> _Prompt a_: Write out the entries again, swapping "alamy watermark" for "stock watermark" and leaving everything else as it is.

> _Selected passage_:
---

Storms seem to be growing fiercer, and even when no storms rage, it seems that the winds are gusting higher than they once did.  When I began fishing offshore, absent a tropical storm or the occasional cold front, the last two or three weeks of July and the first two of August were reliably calm, with the NOAA forecast usually calling for winds between 10 and 20 knots, and seas between 2 and 4 feet.  Often, a big Bermuda high would settle in off the East Coast, and we’d enjoy uninterrupted calm seas for weeks at a time.  For many years, before I bought a larger boat, I chartered every summer, and never had a trip blown out.  Today, wind seems to be the rule, and not the exception, and comfortable days offshore are nowhere nearas common as they used to be.

Fish stocks are shifting.  I already mentioned fluke and black sea bass, which are more abundant off southern New England than they once were.  Cobia and warm-water sharks are now regulars off Long Island.  Dolphin abound.  Every year, there are more reports of black drum, spot, and croaker being taken from local waters.

---

> _Prompt b_:
Answer these questions about the passage on offshore fishing:
(i) What wind speeds did the NOAA forecast usually call for in late July and early August when the narrator began fishing offshore?
(ii) Which fish are now regulars off Long Island?
(iii) Which fish are more and more often reported as taken from local waters each year?

---

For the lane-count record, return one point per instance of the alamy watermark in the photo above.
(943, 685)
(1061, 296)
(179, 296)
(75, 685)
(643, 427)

---

> _Task solution a_:
For the lane-count record, return one point per instance of the stock watermark in the photo above.
(943, 685)
(1061, 296)
(179, 296)
(75, 685)
(643, 427)

> _Task solution b_:
(i) Between 10 and 20 knots.
(ii) Cobia and warm-water sharks.
(iii) Black drum, spot, and croaker.